_REQUIREMENT A_
Reproduce the passage of the court ruling article starting with "SHREVEPORT — The" and going on through "a customer's car.".
_REQUIREMENT B_
State whether each statement agrees with the court ruling article, answering yes or no and quoting the deciding words: (i) Judge James M. Stephens issued the decision, and two other judges concurred. (ii) Davis bought the car in 2016. (iii) Article 966 lets courts consider the record as a whole when deciding a motion for summary judgment.
_REQUIREMENT C_
List every judge named in the court ruling article.

_DOCUMENT SECTION_
------------------------

SHREVEPORT — The Louisiana Second Circuit Court of Appeal issued a ruling on May 23 to grant summary judgment to Hixson Autoplex of Monroe in a suit stemming from allegations that its repairs had caused further damages to a customer's car.
Judge James M. Stephens issued the court's decision, and judges Henry N. Brown Jr. and Jeanette G. Garrett concurred. The appellate judges noted that the trial court had erred by not following Louisiana Code of Civil Procedure Article 966, which does not allow courts to “consider the record as a whole when deciding a motion for summary judgment.”
According to the decision, Janella Davis filed a complaint in 2016, claiming that Hixson Autoplex of Monroe failed to determine what was wrong with the 2006 BMW 5 Series car that she had purchased from it in 2014. Davis further claimed that the company's failure to properly diagnose the issues with her car led to further damages and eventually necessitated a new engine, which Davis claims cost her around $5,000.

------------------------

_MATERIAL PROVIDED_
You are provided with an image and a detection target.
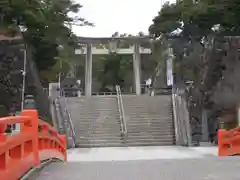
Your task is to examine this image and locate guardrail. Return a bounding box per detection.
[218,128,240,156]
[116,85,127,135]
[0,110,67,180]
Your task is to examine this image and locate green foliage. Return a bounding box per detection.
[0,0,92,81]
[149,0,240,39]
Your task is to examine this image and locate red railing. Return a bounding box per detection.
[0,110,67,180]
[218,128,240,156]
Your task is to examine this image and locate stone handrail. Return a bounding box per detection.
[116,85,127,135]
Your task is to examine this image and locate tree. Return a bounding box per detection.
[149,0,240,143]
[98,53,131,89]
[0,0,92,71]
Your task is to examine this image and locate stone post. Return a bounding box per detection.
[85,44,92,97]
[133,43,141,95]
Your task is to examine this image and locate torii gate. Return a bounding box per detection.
[75,36,151,97]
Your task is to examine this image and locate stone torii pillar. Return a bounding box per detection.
[85,44,92,97]
[133,42,141,95]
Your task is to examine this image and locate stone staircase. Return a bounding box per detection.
[123,95,175,146]
[61,96,122,147]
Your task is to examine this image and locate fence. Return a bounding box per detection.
[0,110,67,180]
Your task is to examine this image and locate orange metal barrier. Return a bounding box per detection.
[218,128,240,156]
[0,110,67,180]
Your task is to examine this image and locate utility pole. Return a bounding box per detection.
[21,48,27,111]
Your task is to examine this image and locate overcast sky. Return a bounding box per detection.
[74,0,174,37]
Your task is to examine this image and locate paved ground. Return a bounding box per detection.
[31,147,240,180]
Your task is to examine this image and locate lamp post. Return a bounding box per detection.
[21,49,27,111]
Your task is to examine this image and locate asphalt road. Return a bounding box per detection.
[33,156,240,180]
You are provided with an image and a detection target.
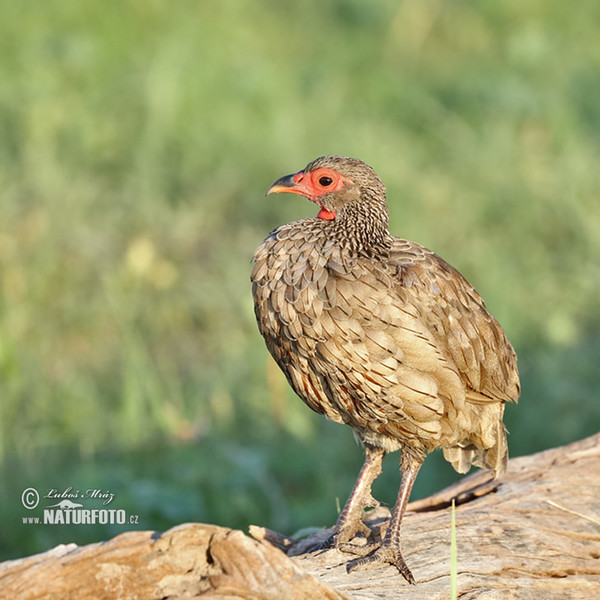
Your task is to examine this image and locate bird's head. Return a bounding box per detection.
[267,156,387,225]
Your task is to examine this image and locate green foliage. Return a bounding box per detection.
[0,0,600,557]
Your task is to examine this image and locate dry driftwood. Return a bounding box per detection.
[0,434,600,600]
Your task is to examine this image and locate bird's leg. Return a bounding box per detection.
[327,445,385,549]
[346,451,423,583]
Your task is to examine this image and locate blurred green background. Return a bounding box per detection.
[0,0,600,558]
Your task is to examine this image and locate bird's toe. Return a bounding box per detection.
[346,544,415,584]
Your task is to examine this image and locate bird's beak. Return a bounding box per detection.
[267,171,308,196]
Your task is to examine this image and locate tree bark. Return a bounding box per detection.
[0,434,600,600]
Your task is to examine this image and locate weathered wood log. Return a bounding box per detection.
[0,434,600,600]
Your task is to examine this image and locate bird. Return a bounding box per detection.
[251,156,520,584]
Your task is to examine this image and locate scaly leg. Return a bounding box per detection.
[346,451,423,584]
[327,446,385,550]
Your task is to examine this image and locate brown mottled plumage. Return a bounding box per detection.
[252,156,519,583]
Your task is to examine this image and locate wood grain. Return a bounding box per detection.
[0,434,600,600]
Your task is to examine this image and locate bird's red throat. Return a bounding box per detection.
[317,206,335,221]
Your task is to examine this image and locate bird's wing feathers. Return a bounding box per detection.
[390,238,519,402]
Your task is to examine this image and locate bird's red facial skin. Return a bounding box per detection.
[268,168,352,221]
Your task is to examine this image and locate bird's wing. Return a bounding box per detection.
[390,238,519,403]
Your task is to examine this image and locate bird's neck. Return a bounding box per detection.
[330,193,392,257]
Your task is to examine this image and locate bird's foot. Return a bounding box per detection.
[346,544,415,584]
[309,518,371,553]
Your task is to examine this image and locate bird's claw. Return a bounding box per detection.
[346,544,415,584]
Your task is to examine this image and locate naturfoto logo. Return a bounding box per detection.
[21,486,139,525]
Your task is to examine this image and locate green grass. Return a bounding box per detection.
[0,0,600,557]
[450,498,458,600]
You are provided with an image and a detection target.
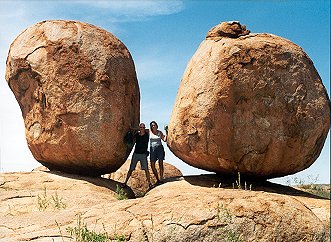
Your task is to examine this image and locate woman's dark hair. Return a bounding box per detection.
[149,121,159,129]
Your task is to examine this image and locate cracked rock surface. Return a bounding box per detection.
[0,171,330,242]
[6,20,140,175]
[167,22,330,178]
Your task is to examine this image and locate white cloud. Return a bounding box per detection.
[76,0,184,22]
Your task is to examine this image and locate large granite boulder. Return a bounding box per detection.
[6,20,140,175]
[168,22,330,178]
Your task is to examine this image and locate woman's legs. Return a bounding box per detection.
[159,160,164,181]
[151,161,160,182]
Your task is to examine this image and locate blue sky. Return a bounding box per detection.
[0,1,330,183]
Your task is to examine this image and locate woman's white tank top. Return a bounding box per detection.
[149,131,162,147]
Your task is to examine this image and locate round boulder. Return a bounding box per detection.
[168,22,330,178]
[6,20,140,176]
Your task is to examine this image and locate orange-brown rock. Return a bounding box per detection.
[0,171,330,242]
[168,22,330,178]
[108,160,183,197]
[6,20,140,175]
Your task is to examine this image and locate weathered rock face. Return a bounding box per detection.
[168,22,330,178]
[6,21,140,175]
[0,171,330,242]
[108,160,183,197]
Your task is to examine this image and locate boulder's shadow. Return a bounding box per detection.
[42,170,135,199]
[165,174,330,200]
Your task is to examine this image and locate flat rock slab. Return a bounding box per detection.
[0,171,330,242]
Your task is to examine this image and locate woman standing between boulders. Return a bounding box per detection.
[149,121,168,183]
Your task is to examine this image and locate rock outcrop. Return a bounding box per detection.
[107,160,183,197]
[6,20,140,175]
[0,171,330,242]
[167,22,330,178]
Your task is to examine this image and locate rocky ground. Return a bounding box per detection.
[0,170,330,242]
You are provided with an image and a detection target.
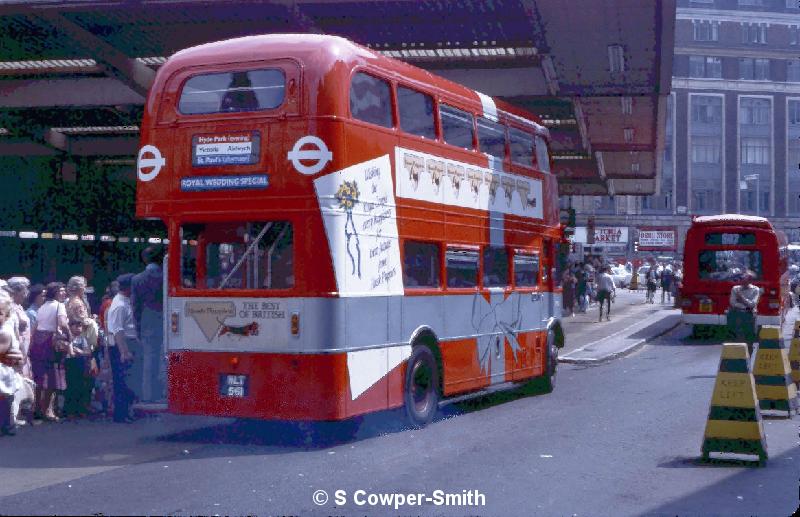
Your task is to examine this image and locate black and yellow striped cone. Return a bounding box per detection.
[702,343,767,463]
[789,337,800,384]
[753,325,797,418]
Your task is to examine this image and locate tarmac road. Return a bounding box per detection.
[0,320,800,516]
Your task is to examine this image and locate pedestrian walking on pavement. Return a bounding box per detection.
[728,270,761,354]
[106,273,142,422]
[597,266,617,321]
[561,269,577,316]
[131,246,166,401]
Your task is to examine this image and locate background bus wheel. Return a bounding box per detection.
[404,346,439,427]
[544,330,558,393]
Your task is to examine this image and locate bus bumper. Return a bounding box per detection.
[683,314,781,325]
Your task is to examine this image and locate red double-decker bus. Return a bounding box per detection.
[681,214,790,336]
[137,34,563,425]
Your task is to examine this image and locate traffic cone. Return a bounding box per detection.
[702,343,767,465]
[789,337,800,385]
[753,325,797,418]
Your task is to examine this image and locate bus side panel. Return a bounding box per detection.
[168,350,349,420]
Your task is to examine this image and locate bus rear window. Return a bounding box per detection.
[178,68,286,115]
[181,221,294,289]
[706,233,756,246]
[698,250,763,282]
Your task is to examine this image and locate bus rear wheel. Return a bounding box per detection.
[403,346,439,427]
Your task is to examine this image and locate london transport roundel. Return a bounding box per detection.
[286,135,333,176]
[136,144,167,181]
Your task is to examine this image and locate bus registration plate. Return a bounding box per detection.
[219,374,247,398]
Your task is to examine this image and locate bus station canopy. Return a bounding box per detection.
[0,0,675,195]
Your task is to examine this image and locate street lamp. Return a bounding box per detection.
[744,174,761,216]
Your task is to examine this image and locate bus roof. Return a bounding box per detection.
[692,214,772,228]
[156,34,550,135]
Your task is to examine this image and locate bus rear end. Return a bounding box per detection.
[681,215,786,328]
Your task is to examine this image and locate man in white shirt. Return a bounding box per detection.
[597,266,617,321]
[728,270,761,353]
[106,273,142,422]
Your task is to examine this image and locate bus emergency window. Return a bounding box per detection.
[483,247,509,287]
[397,86,436,139]
[439,104,473,149]
[350,73,393,127]
[706,233,756,246]
[178,69,286,115]
[445,249,478,288]
[181,221,294,289]
[514,253,539,287]
[698,250,763,282]
[508,128,533,167]
[536,136,550,172]
[403,241,440,287]
[478,118,506,160]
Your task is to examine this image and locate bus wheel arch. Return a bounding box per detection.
[403,328,442,427]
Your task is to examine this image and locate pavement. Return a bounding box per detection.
[558,289,681,364]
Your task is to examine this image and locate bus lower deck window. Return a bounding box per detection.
[181,221,294,289]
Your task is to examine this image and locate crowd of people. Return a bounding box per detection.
[561,258,683,321]
[0,247,166,435]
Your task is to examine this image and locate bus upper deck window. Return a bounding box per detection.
[350,73,394,127]
[397,86,436,139]
[439,104,473,149]
[536,135,550,172]
[478,118,506,160]
[178,69,286,115]
[508,128,533,167]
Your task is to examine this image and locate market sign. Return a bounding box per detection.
[639,228,676,251]
[574,226,628,246]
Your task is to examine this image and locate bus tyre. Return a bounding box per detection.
[544,329,558,393]
[403,346,439,427]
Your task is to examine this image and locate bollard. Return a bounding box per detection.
[753,325,797,418]
[789,337,800,385]
[701,343,767,466]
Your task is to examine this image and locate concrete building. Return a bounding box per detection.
[562,0,800,255]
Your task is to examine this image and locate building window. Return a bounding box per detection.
[692,20,719,41]
[689,56,722,79]
[692,136,722,163]
[739,57,769,81]
[742,23,767,43]
[741,137,770,165]
[786,59,800,83]
[789,101,800,126]
[739,99,770,126]
[692,96,722,124]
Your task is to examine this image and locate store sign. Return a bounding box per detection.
[573,226,628,246]
[639,228,676,251]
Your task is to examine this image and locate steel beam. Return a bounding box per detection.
[37,10,156,97]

------------------------

_ANSWER SPACE A_
SHREVEPORT — The Louisiana Second Circuit Court of Appeal issued a ruling on May 23 to grant summary judgment to Hixson Autoplex of Monroe in a suit stemming from allegations that its repairs had caused further damages to a customer's car.

_ANSWER SPACE B_
(i) Yes: "Judge James M. Stephens issued the court's decision, and judges Henry N. Brown Jr. and Jeanette G. Garrett concurred."
(ii) No: "that she had purchased from it in 2014"
(iii) No: "which does not allow courts to “consider the record as a whole when deciding a motion for summary judgment.”"

_ANSWER SPACE C_
James M. Stephens, Henry N. Brown Jr., Jeanette G. Garrett